● **Task to carry out**
Beginning with the line where "Objective — one marker per instance of the navy" appears, repeat every remaining line of the entries exactly, the last line included.
==== Provided records
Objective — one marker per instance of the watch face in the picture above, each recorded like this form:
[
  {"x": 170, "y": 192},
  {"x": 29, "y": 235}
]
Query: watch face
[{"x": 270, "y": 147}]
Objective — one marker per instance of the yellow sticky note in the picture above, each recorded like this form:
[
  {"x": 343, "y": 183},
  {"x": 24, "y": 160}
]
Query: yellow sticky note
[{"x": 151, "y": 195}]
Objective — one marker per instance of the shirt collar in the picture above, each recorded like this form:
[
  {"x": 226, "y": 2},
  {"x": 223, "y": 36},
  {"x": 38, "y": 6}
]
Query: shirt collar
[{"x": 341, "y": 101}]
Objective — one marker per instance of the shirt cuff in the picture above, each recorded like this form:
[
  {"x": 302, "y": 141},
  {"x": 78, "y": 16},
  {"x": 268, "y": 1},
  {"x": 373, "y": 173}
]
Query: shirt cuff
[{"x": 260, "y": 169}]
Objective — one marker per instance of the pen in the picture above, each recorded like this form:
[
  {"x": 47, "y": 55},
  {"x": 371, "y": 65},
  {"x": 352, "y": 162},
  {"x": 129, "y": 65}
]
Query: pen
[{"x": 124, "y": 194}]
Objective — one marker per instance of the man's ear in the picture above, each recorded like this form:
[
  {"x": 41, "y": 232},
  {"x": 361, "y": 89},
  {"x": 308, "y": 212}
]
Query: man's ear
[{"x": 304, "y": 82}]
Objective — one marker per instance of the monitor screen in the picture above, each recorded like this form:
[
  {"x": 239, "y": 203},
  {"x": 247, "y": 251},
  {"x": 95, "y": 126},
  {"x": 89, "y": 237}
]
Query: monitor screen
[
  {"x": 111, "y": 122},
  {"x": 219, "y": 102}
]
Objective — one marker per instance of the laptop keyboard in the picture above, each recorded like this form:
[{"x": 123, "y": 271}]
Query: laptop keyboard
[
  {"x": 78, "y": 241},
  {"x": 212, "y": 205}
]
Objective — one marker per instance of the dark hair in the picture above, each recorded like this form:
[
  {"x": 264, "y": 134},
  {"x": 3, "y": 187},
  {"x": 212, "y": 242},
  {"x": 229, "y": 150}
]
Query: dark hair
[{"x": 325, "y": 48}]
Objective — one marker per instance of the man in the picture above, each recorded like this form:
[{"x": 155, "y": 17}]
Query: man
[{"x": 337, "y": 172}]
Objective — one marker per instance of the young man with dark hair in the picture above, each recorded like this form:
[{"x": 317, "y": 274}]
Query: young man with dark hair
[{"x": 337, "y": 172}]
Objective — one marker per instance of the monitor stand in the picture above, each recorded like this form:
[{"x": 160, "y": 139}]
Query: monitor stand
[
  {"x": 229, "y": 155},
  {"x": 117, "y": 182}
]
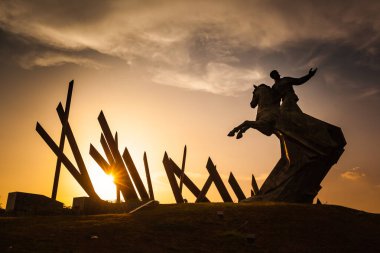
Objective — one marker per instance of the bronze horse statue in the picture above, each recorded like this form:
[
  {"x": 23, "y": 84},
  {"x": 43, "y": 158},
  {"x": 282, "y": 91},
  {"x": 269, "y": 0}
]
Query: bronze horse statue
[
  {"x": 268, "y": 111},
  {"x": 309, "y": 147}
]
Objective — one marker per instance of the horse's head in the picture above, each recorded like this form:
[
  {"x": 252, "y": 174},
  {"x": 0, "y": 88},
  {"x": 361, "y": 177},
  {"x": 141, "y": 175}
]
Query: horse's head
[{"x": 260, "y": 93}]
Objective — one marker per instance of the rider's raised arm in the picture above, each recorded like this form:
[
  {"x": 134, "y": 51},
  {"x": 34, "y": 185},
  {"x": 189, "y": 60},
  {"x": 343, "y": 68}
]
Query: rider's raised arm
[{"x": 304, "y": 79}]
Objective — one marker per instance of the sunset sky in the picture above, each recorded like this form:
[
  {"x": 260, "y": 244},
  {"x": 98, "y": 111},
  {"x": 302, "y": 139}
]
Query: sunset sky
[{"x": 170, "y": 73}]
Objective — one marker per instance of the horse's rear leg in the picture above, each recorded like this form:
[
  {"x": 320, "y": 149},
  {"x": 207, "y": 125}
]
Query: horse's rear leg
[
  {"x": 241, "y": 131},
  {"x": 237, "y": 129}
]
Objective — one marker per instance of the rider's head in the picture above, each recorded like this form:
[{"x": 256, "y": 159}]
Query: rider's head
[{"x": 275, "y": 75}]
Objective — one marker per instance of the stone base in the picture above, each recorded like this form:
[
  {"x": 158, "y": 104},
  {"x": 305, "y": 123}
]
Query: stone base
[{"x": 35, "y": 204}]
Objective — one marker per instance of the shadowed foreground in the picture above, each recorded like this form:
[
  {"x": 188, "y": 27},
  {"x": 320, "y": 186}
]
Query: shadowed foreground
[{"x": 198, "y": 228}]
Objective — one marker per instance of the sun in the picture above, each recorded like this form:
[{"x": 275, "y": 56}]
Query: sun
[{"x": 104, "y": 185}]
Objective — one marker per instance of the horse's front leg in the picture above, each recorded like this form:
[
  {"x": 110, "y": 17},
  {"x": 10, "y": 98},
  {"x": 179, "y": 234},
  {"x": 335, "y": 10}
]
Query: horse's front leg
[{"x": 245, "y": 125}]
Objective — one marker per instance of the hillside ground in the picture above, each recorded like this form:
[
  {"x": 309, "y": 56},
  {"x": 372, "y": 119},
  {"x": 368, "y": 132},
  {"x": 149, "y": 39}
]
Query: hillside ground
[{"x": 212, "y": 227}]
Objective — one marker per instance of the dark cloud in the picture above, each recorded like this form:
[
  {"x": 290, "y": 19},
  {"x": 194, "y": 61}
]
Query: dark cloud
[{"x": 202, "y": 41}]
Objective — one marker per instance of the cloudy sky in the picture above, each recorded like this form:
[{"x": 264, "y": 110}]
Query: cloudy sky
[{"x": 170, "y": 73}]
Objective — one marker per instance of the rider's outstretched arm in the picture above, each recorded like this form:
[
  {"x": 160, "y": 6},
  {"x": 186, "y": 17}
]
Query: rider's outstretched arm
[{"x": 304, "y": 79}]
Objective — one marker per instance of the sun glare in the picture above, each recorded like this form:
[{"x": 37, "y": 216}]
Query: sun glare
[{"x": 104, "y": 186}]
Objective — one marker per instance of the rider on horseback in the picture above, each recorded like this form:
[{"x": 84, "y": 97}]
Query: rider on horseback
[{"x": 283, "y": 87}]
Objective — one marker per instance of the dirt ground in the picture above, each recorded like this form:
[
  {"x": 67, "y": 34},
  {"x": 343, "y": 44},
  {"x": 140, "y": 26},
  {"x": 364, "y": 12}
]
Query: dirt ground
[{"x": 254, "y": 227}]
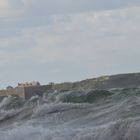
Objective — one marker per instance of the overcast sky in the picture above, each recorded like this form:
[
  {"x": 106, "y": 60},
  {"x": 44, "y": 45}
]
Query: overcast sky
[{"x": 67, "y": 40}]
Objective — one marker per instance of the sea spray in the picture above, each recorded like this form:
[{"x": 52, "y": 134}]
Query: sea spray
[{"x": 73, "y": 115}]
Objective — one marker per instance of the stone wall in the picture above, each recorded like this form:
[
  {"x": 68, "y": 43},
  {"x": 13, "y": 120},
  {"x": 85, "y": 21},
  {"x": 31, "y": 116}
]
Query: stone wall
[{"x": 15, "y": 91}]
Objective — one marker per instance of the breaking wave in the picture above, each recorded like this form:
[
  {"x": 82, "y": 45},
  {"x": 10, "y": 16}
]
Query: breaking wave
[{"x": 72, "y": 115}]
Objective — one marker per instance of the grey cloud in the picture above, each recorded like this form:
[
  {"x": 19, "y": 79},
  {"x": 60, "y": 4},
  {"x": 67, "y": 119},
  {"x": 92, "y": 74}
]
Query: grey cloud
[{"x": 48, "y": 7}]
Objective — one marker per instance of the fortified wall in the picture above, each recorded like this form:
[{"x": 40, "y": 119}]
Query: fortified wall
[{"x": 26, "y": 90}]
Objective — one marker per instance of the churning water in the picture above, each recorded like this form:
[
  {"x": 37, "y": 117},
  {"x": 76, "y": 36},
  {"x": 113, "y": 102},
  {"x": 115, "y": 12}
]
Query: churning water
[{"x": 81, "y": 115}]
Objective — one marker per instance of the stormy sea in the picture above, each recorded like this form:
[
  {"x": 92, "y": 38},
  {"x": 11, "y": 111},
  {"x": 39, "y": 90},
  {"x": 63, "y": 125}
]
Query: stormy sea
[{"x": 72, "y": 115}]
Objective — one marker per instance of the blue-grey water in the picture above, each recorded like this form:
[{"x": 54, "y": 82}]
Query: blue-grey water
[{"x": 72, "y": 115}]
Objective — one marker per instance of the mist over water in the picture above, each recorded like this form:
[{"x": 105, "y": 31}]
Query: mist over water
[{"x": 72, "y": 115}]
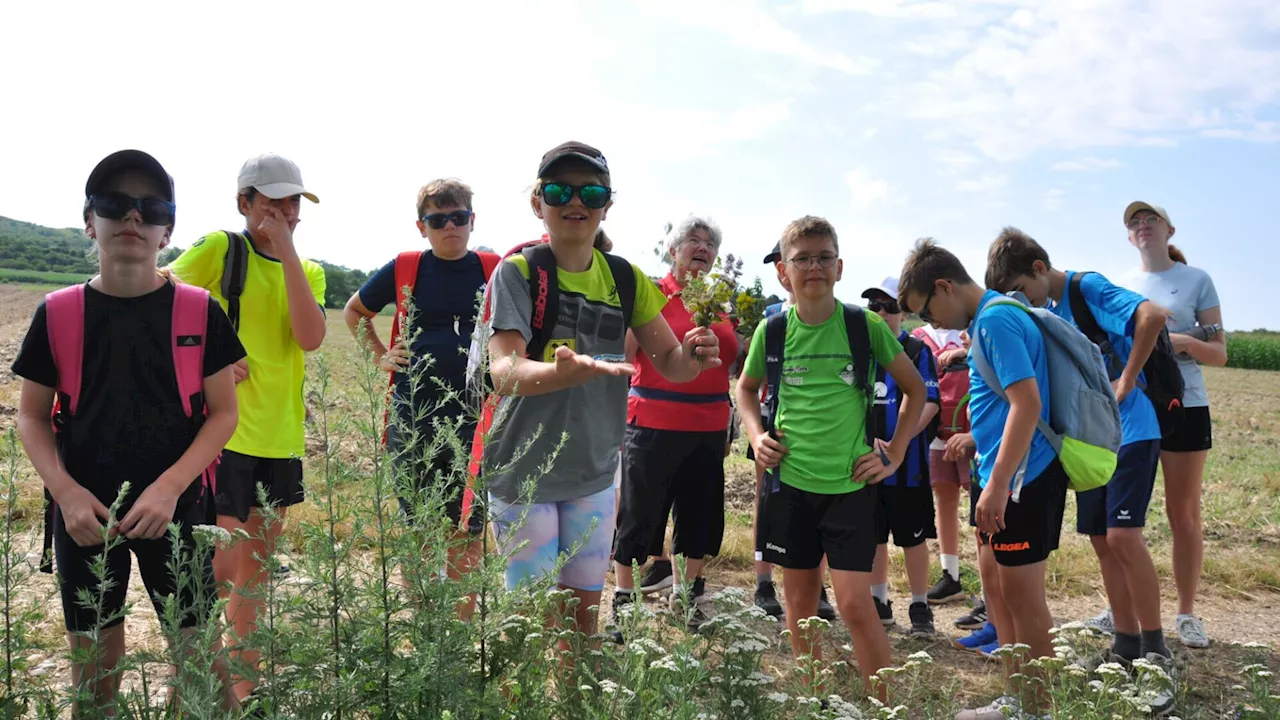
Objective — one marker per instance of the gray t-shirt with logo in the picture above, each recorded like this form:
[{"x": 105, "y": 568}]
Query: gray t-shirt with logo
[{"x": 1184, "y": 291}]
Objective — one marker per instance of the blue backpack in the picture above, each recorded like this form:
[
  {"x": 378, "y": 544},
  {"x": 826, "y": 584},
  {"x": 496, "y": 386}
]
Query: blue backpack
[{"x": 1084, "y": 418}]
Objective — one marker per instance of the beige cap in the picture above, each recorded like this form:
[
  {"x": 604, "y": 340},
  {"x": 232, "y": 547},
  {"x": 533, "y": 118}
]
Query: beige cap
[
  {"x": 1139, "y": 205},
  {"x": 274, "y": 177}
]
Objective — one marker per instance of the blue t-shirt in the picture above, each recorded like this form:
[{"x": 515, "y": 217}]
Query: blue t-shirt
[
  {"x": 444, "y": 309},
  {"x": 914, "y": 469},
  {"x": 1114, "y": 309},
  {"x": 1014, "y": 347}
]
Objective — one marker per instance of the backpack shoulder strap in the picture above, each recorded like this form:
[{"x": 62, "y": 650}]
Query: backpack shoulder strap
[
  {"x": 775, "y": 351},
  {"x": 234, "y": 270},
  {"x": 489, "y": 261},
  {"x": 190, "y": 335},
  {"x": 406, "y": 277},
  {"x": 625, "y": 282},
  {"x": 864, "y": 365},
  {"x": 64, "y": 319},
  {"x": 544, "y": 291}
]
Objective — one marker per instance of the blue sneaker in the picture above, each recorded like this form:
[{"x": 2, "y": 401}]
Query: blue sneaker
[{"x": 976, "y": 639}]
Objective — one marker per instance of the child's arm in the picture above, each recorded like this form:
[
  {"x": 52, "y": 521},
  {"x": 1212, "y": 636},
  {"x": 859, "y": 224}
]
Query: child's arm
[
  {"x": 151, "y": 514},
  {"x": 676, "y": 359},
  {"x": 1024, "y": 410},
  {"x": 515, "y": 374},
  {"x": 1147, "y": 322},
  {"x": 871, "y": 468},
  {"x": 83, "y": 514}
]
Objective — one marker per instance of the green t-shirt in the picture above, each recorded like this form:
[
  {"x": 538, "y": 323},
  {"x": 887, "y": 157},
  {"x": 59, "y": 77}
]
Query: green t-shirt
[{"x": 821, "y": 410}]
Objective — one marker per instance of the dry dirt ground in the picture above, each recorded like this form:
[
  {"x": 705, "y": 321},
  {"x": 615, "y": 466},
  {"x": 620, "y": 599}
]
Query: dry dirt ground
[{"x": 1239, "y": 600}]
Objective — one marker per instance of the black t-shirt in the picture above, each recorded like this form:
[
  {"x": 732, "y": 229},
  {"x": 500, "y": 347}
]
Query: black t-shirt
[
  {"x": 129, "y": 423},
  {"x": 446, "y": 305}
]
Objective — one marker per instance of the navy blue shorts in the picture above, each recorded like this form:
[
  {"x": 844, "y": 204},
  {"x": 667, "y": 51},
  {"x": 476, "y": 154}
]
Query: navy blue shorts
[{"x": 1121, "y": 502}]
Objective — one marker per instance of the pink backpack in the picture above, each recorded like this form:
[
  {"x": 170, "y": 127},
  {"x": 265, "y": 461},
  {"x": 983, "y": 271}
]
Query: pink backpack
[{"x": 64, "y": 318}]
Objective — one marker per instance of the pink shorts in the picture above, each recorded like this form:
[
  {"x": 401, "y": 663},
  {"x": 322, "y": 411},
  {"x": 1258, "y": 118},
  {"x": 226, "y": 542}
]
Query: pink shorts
========
● **Final result**
Objective — one marker per instance of the navy blue shorts in the picture above, each recorded like this form:
[
  {"x": 844, "y": 204},
  {"x": 667, "y": 51},
  {"x": 476, "y": 154}
]
Query: navy blue shorts
[{"x": 1121, "y": 502}]
Objective — one marker per instance of the pink backpack in the picture above, each recorded like this form:
[
  {"x": 170, "y": 127},
  {"x": 265, "y": 461},
  {"x": 983, "y": 271}
]
Query: pink backpack
[{"x": 64, "y": 318}]
Objective — one marker per instance of the pink shorts in the picture above, each recorded like this form:
[
  {"x": 401, "y": 663},
  {"x": 322, "y": 411},
  {"x": 1258, "y": 118},
  {"x": 226, "y": 542}
]
Query: pink shorts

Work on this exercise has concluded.